/---

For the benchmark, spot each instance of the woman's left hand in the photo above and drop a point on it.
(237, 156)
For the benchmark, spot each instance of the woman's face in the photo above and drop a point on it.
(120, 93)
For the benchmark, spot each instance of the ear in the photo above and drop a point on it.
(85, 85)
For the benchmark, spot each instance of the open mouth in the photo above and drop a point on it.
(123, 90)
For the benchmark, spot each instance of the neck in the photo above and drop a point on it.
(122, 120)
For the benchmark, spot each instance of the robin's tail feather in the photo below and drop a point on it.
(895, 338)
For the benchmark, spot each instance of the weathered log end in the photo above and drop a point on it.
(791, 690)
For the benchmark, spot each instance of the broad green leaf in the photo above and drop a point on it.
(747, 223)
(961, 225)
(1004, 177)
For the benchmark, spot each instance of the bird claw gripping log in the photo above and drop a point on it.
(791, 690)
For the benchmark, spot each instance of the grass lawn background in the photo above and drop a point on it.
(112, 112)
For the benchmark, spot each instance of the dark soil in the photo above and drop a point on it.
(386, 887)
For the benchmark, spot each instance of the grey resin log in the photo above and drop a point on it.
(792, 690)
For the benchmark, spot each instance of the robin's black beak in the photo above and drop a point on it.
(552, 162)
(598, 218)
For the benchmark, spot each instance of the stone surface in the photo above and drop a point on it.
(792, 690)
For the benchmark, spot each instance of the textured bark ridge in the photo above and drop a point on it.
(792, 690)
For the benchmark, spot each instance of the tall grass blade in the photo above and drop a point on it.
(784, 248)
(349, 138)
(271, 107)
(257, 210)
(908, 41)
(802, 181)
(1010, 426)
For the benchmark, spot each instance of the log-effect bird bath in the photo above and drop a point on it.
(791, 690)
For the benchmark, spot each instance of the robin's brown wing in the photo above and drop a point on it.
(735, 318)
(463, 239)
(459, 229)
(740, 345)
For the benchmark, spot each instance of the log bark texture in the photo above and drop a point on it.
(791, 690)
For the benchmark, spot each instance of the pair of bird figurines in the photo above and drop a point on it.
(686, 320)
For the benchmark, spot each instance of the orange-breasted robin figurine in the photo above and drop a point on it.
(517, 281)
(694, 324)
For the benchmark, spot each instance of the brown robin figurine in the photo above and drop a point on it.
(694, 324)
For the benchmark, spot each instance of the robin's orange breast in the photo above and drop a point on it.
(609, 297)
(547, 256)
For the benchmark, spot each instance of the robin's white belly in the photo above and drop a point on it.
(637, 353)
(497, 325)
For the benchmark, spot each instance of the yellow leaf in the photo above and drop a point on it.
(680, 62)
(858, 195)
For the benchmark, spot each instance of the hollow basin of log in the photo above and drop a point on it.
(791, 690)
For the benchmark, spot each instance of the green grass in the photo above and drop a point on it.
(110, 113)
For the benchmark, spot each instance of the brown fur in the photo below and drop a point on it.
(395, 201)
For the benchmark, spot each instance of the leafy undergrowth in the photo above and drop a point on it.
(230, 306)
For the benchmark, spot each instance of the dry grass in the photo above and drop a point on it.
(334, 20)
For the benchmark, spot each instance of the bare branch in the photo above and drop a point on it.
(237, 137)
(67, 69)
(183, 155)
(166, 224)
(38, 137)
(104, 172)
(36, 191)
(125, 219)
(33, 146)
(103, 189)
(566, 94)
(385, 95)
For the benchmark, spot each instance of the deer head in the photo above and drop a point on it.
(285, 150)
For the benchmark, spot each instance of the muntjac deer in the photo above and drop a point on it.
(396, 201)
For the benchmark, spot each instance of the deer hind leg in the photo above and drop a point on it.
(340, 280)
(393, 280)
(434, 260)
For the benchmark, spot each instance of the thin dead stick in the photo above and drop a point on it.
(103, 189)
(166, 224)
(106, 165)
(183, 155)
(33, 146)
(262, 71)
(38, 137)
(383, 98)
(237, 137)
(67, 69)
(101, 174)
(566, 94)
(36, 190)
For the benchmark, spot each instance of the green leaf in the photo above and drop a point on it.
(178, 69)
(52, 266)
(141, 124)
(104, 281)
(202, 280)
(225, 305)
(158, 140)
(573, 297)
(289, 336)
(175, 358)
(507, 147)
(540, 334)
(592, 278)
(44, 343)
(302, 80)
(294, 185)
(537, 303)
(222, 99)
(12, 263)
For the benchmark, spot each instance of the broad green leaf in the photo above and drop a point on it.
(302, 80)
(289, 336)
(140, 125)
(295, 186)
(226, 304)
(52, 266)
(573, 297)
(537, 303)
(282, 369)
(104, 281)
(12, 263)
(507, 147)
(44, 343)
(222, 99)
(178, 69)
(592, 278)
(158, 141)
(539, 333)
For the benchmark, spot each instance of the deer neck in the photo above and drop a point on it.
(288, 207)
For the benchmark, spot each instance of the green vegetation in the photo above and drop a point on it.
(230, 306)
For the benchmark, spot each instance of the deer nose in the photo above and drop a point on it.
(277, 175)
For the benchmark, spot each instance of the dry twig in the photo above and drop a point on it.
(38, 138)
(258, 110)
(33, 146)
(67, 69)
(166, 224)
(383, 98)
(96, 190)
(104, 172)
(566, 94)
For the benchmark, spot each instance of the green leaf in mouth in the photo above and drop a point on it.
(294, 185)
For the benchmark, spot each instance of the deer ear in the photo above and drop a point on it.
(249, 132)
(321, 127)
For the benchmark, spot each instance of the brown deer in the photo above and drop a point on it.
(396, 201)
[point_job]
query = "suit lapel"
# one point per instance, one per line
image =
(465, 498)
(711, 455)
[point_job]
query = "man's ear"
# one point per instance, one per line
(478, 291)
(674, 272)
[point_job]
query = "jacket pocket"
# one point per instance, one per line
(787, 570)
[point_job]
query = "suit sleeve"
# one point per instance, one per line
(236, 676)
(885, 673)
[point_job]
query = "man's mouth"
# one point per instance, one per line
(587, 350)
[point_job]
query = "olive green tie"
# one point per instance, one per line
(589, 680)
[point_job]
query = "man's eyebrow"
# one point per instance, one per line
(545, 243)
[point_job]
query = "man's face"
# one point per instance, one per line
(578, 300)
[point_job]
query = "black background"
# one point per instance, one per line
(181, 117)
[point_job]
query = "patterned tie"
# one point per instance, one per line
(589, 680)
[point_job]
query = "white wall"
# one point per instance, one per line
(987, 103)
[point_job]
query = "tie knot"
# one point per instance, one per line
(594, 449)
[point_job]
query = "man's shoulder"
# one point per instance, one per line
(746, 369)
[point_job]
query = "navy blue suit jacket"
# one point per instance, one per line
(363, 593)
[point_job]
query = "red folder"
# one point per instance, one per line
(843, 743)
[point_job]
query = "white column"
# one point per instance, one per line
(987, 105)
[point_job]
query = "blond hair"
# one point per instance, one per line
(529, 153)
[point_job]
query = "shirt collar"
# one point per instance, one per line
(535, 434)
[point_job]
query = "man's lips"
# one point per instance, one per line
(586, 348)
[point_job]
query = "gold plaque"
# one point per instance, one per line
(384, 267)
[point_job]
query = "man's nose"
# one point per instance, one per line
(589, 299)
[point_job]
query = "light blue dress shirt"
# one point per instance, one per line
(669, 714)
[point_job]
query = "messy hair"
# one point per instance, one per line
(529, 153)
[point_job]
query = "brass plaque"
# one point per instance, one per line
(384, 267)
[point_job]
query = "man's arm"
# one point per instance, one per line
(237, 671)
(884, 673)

\---

* AIM
Please pick out and copy every line in the data above that contains the word "nose".

* FINAL ANSWER
For the benchmark, spot each instance of the deer nose in the photo above and drop a point on it.
query = "man's nose"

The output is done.